**WHAT THE TASK REQUIRES:**
Collect every line of the material below that contains the word "white" and copy each of those lines in full.

*** RECORD EXCERPTS ***

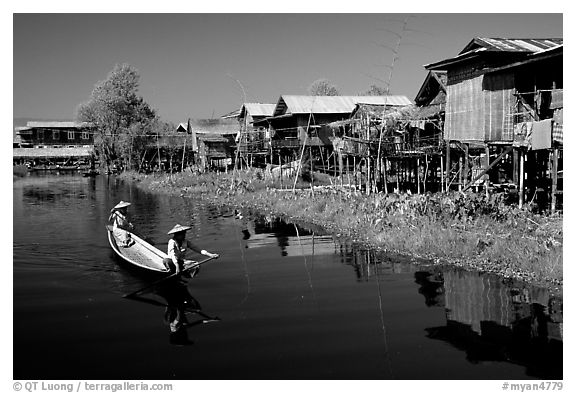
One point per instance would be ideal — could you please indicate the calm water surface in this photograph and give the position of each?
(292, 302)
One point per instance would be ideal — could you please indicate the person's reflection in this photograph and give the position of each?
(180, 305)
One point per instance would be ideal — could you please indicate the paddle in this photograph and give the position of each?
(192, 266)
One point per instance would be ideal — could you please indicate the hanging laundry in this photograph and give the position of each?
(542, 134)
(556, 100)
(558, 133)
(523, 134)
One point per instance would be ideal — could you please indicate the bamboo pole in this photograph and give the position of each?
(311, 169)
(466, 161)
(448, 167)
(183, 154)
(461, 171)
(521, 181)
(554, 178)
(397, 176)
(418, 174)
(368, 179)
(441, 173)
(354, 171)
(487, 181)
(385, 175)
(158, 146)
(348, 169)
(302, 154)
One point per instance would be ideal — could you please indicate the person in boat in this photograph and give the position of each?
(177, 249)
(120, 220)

***
*** RECORD EXCERPTS ***

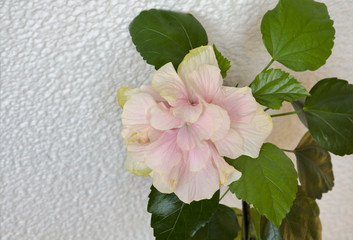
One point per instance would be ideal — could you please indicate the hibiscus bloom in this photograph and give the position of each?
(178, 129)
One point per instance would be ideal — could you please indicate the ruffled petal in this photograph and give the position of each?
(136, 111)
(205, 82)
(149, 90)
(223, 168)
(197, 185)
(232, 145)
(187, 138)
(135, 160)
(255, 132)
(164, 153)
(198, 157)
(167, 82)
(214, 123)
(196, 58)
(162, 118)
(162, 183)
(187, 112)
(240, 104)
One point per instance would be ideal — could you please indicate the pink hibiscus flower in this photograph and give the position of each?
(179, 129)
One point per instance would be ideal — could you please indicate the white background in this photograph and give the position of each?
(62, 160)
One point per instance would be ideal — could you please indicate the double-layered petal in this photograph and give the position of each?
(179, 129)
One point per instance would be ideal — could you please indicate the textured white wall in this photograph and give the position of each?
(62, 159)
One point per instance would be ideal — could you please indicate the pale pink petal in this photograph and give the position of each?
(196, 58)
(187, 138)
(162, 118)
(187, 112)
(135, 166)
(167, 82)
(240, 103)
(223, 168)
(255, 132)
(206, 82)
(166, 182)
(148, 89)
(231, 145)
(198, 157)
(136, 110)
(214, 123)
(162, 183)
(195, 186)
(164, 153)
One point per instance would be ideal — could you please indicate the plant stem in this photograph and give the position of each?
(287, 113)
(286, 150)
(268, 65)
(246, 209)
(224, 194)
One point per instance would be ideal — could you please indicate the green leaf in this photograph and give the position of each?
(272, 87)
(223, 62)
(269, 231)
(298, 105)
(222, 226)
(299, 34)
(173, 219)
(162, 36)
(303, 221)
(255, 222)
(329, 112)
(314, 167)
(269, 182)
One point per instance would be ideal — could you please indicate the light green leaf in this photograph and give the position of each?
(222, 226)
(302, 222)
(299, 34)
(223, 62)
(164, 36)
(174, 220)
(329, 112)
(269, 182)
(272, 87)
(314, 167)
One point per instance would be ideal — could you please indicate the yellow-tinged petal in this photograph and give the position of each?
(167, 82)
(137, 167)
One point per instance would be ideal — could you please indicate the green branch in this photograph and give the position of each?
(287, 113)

***
*** RECORD EXCERPTS ***

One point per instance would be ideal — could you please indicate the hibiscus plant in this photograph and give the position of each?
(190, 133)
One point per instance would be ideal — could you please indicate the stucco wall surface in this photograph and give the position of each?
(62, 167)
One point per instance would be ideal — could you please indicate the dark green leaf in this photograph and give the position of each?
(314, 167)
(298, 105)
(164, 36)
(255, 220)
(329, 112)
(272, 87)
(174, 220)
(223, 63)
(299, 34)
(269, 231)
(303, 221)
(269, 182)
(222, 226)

***

**SOLUTION FOR THIS EXERCISE:**
One point per instance would be ideal — could you please indicate the white background in this photograph and give the position of each?
One point per instance would be ideal — could you please indicate the textured white wall in this photograph and give the position of each?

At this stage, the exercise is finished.